- Aim -
Write what comes next in the passage about the M2M crawler service, starting right after its final sentence.

- Extract to read -
Referring again to FIG. 7, at 716, the M2M crawler service 400 may determine whether a given M2M device can support crawler metadata enrichment. If it is determined at 706 or 710 that the crawler metadata is sufficient to crawl a given M2M device, the process may proceed to step 716. Thus, the M2M crawler service 400 may be in a position to enrich M2M device crawler metadata that was published, queried, or auto-generated. In accordance with an example embodiment, enrichment is supported by leveraging a context or state that the M2M crawler service 400 collects, as further described below.

At 718, the M2M crawler service 400 can enrich crawler metadata. For example, the M2M crawler service 400 can collect context information by observing requests and/or responses flowing over the interface 502. Example attributes for enrichment are listed in Table 3 below, presented by way of example and not by way of limitation. It will be understood that other attributes may enrich metadata as desired.

TABLE 3 M2M Crawler Metadata Attribute (Enriched by M2M Crawler Service) Abbrev Description Resource State rsc Resource on M2M device created, Change updated, deleted Resource Change rcr How often the state of resource(s) Rate on a M2M device is changing Device State ds Whether M2M device is online or offline Max Request Rate mrr Rate of requests which a M2M device can handle before being overwhelmed

Referring to Table 3, the M2M crawler service 400 can use different mechanisms to observe this information in accordance with various embodiments. For example, the M2M crawler service 400 can actively monitor transactions flowing to/from a given M2M device over the interface 502 and abstract the monitored information. The monitoring and abstracting may be achieved without a great deal of added overhead and complexity. For example, by monitoring the targeted address (e.g., URI) within requests, the timestamp of requests, whether or not a given M2M device responds to requests, and the corresponding response code, the M2M crawler service 400 can observe context information, such as the context information listed above. Alternatively, the M2M crawler service 400 can collaborate with other services in the network to collect this information (e.g., by collaborating with other M2M crawler services over the interface 504).

Using the monitored information, for example, the M2M crawler service 400 can deduce (determine) higher level context information and use such information to configure crawler metadata such as, for example and without limitation, whether or not a given M2M device requires a crawler proxy to service crawler requests on its behalf; and a definition of crawling policies, such as a min/max delay or schedule that crawlers should use when determining when to re-crawl a given M2M device for example. Thus, based on context information associated with an M2M device, the M2M crawler service 400 can configure the crawler metadata associated with the M2M device such that the M2M device can be crawled.

- Given data -

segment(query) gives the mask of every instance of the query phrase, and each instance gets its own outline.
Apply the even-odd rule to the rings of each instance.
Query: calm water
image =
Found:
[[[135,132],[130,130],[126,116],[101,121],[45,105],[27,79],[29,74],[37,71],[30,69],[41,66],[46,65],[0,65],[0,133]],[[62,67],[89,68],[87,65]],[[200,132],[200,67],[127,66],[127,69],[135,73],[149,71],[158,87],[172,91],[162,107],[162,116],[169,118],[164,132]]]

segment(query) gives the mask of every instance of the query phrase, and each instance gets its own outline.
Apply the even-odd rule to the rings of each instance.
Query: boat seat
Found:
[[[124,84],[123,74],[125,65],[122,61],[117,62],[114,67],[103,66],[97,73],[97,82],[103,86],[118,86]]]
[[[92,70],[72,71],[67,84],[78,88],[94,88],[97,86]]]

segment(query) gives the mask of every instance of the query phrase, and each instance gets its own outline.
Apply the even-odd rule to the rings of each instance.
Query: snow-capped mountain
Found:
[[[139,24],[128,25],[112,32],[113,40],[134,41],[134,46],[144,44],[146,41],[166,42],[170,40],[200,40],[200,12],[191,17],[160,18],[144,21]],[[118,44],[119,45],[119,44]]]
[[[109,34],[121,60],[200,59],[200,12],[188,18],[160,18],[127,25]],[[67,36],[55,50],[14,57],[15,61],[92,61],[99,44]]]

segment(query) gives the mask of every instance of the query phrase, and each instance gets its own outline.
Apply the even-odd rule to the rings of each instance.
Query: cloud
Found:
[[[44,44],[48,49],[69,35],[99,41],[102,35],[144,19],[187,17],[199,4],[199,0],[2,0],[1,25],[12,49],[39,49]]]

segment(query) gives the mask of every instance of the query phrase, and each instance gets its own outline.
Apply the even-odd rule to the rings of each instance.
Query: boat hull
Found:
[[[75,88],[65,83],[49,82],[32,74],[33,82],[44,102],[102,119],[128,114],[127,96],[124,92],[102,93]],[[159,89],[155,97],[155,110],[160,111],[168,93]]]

- Answer to the problem -
The M2M crawler service 400 can implement different mechanisms to deduce this higher level context in accordance with various embodiments. For example, the M2M crawler service 400 can support a native set of algorithms and/or policies that the M2M crawler service 400 may use to deduce this type of context. The M2M crawler service 400 can also support a configurable and/or programmable set of algorithms and/or policies to deduce context. For example, if the M2M crawler service 400 detects that a given M2M device is not responding to crawler requests over the first interface 502, or is responding with an error response code such as a retry status for example, the M2M crawler service 400 may deduce that the M2M device is not able to keep up with processing crawler requests. In such a scenario, the M2M crawler service 400 can enrich the crawler metadata to tune the min/max crawler delays accordingly. Thus, based on context information associated with an M2M device, the M2M crawler service 400 can configure the crawler metadata associated with the M2M device such that the M2M device can be crawled. Alternatively, the M2M crawler service can proactively decide to function as a crawler proxy on behalf of a M2M device.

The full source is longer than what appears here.